====== TEXTO DE LA PÁGINA ======

What really matters: El curioso caso de Benjamin Button
Lo que realmente importa. Ése es también el mensaje final de la última película, por el momento de Fincher. Es además, creo, la más compleja, y ofrece multitud de capas que no se aprecian a simple vista.
A pesar de haberlo leído en algún que otro sitio, no encuentro más similitud con Forrest Gump que la meramente superficial -que ambas hablan de unos hombres particulares que vivieron a lo largo del siglo XX-. Mientras la popular película protagonizada por Tom Hanks se quedaba ahí, Benjamin Button lo utiliza simplemente como mcguffin para adentrarse en el estudio de la naturaleza humana y lo que la caracteriza desde su comienzo: la pérdida. En el mismo momento en el que nacemos empezamos a perder algo: la infancia, los dientes, los recuerdos, la inocencia, los seres queridos, la agilidad, la vida. Benjamin es un niño excepcional que vive un número de pérdidas excepcionalmente mayor. Se cría sin sus padres naturales y sus amigos, ancianos que conviven con él en un asilo, mueren con una frecuencia fatal. Es un niño anciano no sólo por las arrugas de su piel y sus achaques, sino por todo de lo que se ha desprendido en tan poco tiempo. Pero, al mismo tiempo, es más sabio que el resto de sus coetáneos, porque estar rodeado de gente que ha vivido tanto le ha enseñado que lo único que de verdad merece la pena es vivir la vida de la mejor forma posible, dada su brevedad. Hacer felices a cuantos pueda y, por supuesto, a sí mismo sin dar importancia a las miserias que todos llevan consigo (el padre que le quiso arrojar al río, la dudosa catadura moral de su capitán de barco).

====== DATOS PROPORCIONADOS ======

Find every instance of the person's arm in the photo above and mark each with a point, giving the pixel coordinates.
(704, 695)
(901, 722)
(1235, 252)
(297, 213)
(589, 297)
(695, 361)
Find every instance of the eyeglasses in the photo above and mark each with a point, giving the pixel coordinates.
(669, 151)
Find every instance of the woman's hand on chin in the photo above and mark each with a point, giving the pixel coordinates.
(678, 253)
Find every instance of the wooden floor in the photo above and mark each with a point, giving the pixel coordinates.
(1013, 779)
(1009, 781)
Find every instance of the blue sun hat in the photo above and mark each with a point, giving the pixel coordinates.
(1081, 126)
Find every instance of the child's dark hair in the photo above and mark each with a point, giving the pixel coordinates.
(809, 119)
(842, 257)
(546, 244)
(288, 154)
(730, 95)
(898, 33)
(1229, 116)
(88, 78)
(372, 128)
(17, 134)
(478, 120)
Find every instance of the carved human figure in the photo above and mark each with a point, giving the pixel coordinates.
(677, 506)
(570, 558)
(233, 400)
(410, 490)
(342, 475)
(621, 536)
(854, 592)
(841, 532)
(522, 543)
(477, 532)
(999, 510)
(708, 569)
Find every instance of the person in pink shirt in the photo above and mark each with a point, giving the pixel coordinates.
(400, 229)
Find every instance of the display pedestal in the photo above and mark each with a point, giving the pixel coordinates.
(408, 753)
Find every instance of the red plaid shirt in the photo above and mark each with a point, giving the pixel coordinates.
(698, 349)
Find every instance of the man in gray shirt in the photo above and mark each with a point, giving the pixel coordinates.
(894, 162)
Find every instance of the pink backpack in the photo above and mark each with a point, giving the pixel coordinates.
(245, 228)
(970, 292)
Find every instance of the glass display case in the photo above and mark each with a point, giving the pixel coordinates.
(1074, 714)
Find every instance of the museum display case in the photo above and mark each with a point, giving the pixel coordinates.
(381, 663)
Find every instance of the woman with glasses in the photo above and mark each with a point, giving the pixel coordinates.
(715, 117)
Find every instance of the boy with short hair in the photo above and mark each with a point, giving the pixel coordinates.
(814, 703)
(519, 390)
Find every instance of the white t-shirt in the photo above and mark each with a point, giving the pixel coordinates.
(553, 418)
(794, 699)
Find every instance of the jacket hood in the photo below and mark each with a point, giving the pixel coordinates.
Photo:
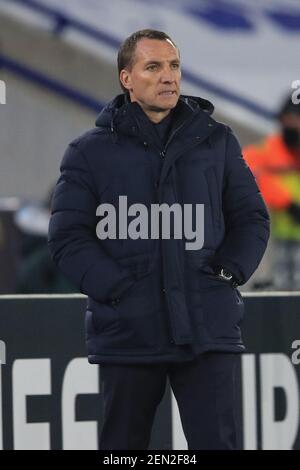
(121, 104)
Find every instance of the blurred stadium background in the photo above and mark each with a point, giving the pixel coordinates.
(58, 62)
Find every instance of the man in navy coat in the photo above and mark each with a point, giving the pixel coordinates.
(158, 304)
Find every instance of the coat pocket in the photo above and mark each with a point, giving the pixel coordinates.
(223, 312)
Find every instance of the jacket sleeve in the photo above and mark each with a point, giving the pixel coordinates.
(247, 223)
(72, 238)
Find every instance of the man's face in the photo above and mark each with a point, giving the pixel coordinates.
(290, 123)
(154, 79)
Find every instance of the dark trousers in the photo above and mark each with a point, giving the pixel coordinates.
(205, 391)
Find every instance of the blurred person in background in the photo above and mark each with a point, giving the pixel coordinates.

======
====== DATOS PROPORCIONADOS ======

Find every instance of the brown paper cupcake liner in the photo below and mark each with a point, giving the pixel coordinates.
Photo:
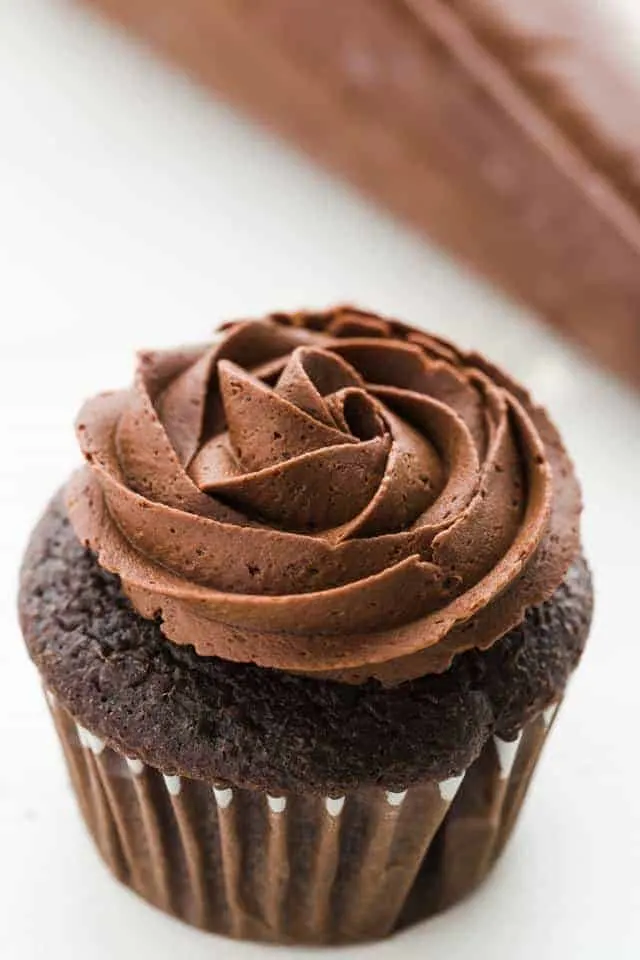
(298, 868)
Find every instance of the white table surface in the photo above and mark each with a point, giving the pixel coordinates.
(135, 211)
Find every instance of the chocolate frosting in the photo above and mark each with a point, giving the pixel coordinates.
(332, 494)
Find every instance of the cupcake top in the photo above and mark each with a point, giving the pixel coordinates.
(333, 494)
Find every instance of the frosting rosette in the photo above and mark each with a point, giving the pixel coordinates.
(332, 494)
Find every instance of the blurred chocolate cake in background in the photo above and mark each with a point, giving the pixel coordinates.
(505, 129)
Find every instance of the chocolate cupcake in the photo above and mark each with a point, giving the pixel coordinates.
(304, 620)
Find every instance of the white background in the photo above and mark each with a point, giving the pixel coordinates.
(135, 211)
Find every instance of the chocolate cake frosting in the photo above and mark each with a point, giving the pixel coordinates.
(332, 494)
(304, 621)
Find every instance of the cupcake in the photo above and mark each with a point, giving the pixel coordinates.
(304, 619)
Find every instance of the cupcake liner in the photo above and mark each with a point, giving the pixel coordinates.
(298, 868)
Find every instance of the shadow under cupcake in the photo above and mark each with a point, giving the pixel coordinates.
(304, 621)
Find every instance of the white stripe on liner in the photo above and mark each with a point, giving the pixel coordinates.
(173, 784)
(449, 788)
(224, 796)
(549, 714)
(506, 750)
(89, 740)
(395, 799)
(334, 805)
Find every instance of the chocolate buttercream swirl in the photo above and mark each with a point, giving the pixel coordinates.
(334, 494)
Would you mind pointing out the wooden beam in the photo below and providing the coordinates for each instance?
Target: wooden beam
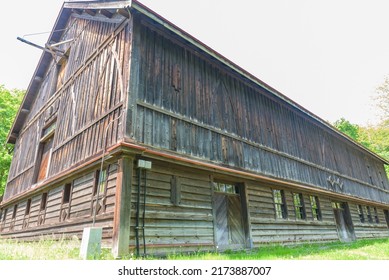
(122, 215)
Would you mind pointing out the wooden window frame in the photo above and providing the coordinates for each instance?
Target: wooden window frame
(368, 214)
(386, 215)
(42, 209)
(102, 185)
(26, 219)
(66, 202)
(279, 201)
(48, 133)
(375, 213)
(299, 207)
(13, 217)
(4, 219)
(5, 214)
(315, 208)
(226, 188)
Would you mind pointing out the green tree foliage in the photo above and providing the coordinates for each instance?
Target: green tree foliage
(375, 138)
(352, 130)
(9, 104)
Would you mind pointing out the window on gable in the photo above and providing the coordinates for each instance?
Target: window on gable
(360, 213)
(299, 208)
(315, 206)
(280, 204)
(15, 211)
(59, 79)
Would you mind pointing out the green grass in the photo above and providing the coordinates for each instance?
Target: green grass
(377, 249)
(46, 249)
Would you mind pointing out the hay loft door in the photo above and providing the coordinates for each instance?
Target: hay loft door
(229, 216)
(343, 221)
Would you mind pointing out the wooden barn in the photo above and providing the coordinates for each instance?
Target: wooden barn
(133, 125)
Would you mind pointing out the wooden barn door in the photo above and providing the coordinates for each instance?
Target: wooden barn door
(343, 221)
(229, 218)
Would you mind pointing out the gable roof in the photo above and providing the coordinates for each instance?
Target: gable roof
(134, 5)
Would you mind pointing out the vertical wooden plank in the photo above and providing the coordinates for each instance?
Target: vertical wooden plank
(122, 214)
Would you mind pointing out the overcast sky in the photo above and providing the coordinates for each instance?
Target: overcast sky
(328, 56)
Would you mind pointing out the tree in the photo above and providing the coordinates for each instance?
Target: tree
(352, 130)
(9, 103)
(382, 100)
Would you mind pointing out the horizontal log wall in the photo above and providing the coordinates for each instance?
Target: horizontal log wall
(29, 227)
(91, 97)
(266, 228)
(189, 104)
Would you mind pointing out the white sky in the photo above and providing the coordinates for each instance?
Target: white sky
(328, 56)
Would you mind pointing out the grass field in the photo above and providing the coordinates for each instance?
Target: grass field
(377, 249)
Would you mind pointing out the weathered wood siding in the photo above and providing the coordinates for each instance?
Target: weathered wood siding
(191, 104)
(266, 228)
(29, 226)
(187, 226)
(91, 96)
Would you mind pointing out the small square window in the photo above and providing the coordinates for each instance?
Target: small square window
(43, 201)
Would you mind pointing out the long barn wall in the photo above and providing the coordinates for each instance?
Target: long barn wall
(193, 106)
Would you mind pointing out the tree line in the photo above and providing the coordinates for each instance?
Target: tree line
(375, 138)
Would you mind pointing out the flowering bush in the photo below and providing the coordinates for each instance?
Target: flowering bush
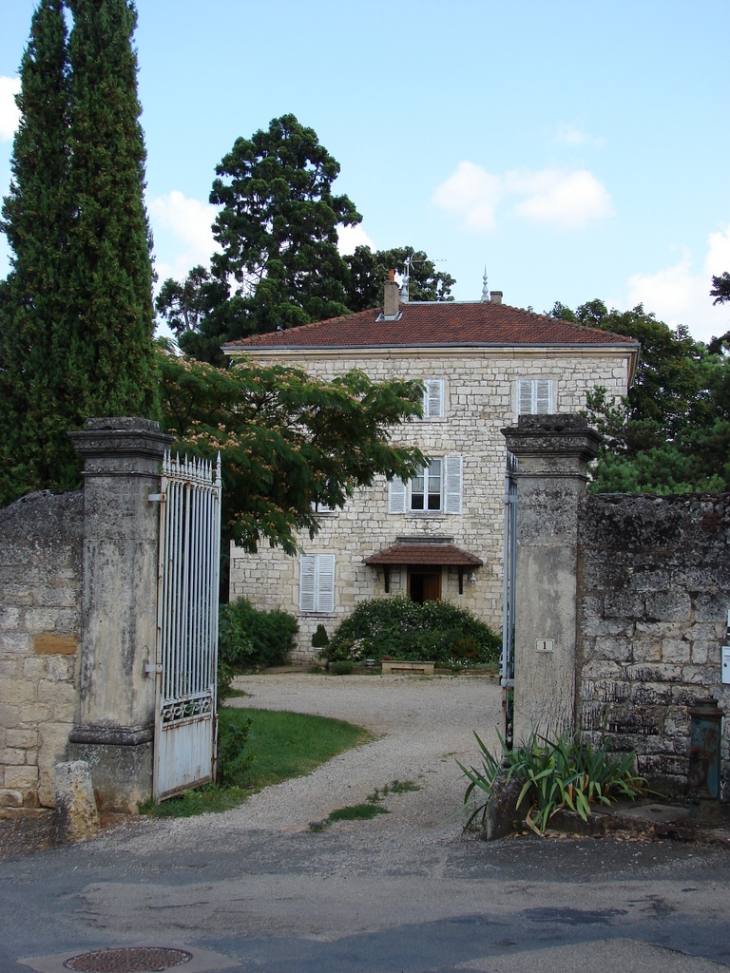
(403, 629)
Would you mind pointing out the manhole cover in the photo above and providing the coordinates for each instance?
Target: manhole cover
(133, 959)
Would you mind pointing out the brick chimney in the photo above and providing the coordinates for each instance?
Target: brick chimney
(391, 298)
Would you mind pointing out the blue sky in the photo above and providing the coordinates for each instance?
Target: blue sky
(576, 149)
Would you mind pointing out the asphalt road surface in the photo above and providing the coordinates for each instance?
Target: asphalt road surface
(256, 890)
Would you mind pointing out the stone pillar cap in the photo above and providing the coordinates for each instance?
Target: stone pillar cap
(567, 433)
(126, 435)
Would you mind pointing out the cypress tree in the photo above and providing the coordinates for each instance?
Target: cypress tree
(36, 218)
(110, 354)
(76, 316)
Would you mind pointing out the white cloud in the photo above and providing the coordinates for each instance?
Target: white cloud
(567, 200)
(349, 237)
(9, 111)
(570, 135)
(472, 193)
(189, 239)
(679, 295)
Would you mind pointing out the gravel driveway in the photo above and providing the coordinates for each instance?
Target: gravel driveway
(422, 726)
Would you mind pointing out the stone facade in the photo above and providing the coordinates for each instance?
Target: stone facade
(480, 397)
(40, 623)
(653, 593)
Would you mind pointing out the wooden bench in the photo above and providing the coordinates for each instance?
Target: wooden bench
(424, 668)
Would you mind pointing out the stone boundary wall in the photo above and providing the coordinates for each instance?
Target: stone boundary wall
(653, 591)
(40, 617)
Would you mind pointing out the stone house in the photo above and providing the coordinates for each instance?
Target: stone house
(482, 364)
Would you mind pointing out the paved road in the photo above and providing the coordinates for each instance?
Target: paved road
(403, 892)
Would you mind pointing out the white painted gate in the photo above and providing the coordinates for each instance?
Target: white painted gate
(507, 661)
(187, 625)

======
====== DATOS PROPORCIONADOS ======

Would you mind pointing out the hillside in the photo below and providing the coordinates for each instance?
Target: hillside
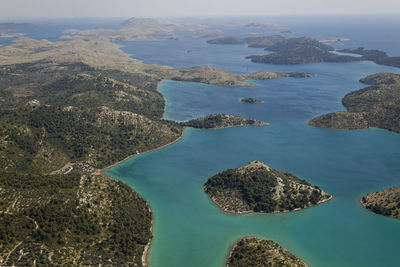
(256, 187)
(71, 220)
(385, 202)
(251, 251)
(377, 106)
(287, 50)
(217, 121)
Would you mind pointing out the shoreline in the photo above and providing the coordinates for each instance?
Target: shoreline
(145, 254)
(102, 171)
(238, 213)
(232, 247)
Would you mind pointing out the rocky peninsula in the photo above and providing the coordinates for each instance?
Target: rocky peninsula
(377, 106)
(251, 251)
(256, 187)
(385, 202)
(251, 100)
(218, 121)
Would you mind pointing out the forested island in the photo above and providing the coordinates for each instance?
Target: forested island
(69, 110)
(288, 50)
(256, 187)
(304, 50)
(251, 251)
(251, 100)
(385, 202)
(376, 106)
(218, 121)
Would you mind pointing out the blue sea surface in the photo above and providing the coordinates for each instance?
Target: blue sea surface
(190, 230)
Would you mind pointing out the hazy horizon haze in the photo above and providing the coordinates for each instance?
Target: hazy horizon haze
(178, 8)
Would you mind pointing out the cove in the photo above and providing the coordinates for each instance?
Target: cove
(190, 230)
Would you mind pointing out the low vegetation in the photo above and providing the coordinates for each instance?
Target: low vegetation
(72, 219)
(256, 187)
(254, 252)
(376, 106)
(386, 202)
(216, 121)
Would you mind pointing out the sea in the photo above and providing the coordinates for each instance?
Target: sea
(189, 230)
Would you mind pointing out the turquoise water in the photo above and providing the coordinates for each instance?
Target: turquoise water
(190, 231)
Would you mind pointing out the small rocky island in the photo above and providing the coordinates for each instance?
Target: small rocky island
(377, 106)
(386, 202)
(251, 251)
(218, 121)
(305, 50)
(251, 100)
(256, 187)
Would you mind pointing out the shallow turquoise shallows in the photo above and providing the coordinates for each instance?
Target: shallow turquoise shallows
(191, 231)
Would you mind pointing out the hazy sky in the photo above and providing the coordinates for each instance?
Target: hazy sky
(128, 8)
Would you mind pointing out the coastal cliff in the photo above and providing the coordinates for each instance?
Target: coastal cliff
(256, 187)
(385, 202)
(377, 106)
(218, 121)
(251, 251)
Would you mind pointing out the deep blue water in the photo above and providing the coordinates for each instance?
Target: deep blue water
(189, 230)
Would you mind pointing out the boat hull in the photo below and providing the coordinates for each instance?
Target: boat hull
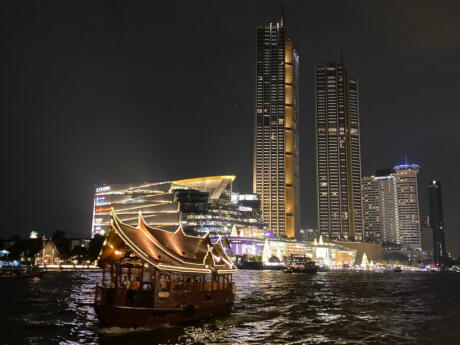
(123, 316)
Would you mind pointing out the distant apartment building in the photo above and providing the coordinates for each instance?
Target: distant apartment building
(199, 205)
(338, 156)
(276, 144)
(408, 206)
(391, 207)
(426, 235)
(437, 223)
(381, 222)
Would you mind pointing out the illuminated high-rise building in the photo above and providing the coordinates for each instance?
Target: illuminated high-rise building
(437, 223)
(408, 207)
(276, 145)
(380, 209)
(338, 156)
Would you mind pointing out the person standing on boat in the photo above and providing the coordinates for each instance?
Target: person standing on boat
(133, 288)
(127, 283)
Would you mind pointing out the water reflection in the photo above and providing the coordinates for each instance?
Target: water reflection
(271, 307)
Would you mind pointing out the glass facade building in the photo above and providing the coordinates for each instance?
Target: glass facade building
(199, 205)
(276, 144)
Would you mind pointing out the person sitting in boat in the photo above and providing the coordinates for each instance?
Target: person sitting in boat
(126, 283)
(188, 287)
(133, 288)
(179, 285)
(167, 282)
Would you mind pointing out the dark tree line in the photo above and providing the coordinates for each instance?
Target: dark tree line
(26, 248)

======

- ENUNCIADO -
Indique si cada afirmación concuerda con el texto de la página y responda sí o no, citando literalmente las palabras del texto que lo deciden.
1. Benjamin se cría con sus padres naturales.
2. Los amigos con los que Benjamin convive en el asilo son ancianos.
3. El texto de la página ve entre Forrest Gump y Benjamin Button una similitud más que superficial.

- RESPUESTA -
1. No: "Se cría sin sus padres naturales".
2. Sí: "sus amigos, ancianos que conviven con él en un asilo".
3. No: "no encuentro más similitud con Forrest Gump que la meramente superficial".